--- DATA FOR PROCESSING Enclosed Below ---

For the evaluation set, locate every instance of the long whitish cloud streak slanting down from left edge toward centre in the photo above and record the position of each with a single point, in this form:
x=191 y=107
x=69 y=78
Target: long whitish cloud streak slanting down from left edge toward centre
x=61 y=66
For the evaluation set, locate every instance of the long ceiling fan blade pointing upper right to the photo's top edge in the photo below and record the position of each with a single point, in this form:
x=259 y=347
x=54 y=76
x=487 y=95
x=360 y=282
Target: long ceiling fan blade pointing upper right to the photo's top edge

--- End of Enclosed DATA FOR PROCESSING ---

• EXERCISE OBJECTIVE: Retype all of the material, keeping each line exact.

• SOLUTION TO THIS TASK:
For the evaluation set, locate every instance of the long whitish cloud streak slanting down from left edge toward centre in the photo above and record the position of each with a single point, in this form:
x=191 y=107
x=69 y=78
Target: long whitish cloud streak slanting down from left edge toward centre
x=61 y=66
For the evaluation set, locate every instance of the long ceiling fan blade pointing upper right to the photo's top edge in the photo below and record the position of each with a single point, in this form:
x=259 y=347
x=54 y=76
x=487 y=95
x=360 y=282
Target: long ceiling fan blade pointing upper right to the photo's top edge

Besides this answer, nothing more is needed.